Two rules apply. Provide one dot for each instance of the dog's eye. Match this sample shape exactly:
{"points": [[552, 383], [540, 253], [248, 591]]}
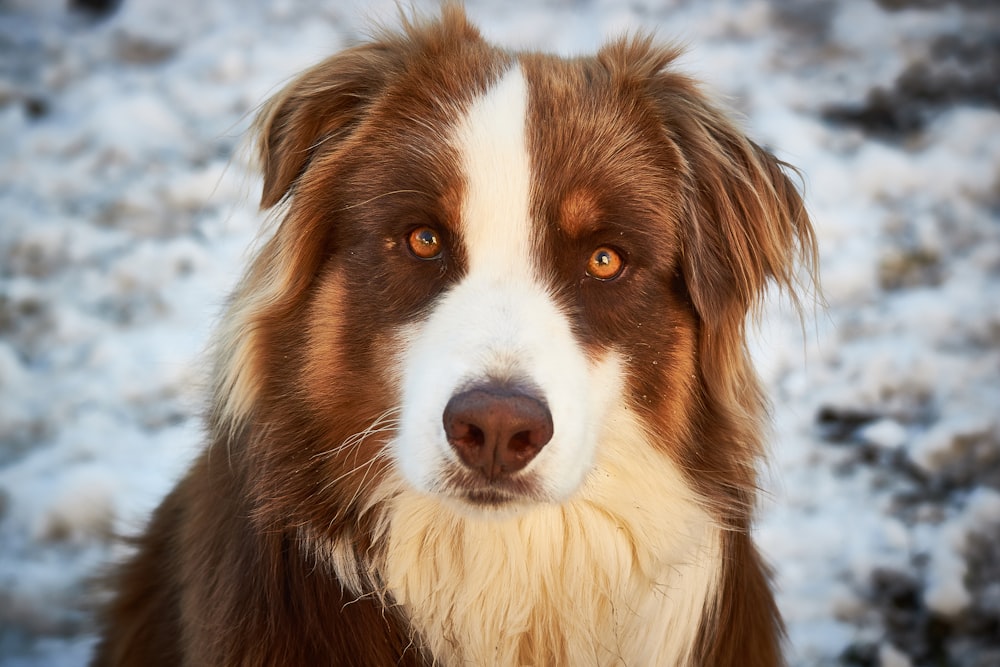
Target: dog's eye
{"points": [[425, 243], [605, 264]]}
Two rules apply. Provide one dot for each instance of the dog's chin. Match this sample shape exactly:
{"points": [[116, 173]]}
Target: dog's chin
{"points": [[471, 494]]}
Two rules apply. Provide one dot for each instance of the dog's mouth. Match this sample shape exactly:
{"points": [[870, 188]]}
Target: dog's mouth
{"points": [[504, 493]]}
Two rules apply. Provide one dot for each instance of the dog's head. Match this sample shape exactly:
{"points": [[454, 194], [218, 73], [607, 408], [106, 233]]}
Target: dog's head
{"points": [[485, 260]]}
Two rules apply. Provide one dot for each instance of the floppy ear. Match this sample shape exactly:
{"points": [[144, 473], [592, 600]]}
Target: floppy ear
◇ ◇ ◇ ◇
* **WHAT YOU WILL DO**:
Retype every item above word for word, omitting the picture.

* **WORKED ANSWER**:
Two rules apply. Provide one dot for each instance of the dog's eye. Match this sample shape exactly:
{"points": [[552, 383], [540, 253], [248, 591]]}
Target: dog's eye
{"points": [[425, 243], [605, 264]]}
Two rules apply. Provide one dot for each instance of the dog's chin. Match this sample shape exactly:
{"points": [[116, 173]]}
Target: dog's chin
{"points": [[471, 494]]}
Two rules apply. Provide one dot for each instance of the dog's mouth. Match this sample shape exactly:
{"points": [[870, 188]]}
Target: dog's mouth
{"points": [[504, 493]]}
Two rules apply. Provide one dot for each instance of the dog's head. Match this sample shape exactly:
{"points": [[454, 194], [218, 73], [607, 408], [106, 233]]}
Target: dog's head
{"points": [[485, 260]]}
Two rules apply. Provide one dot for each instance of the floppy ear. Match this sample shape exactly:
{"points": [[144, 473], [592, 600]]}
Target: floppy ear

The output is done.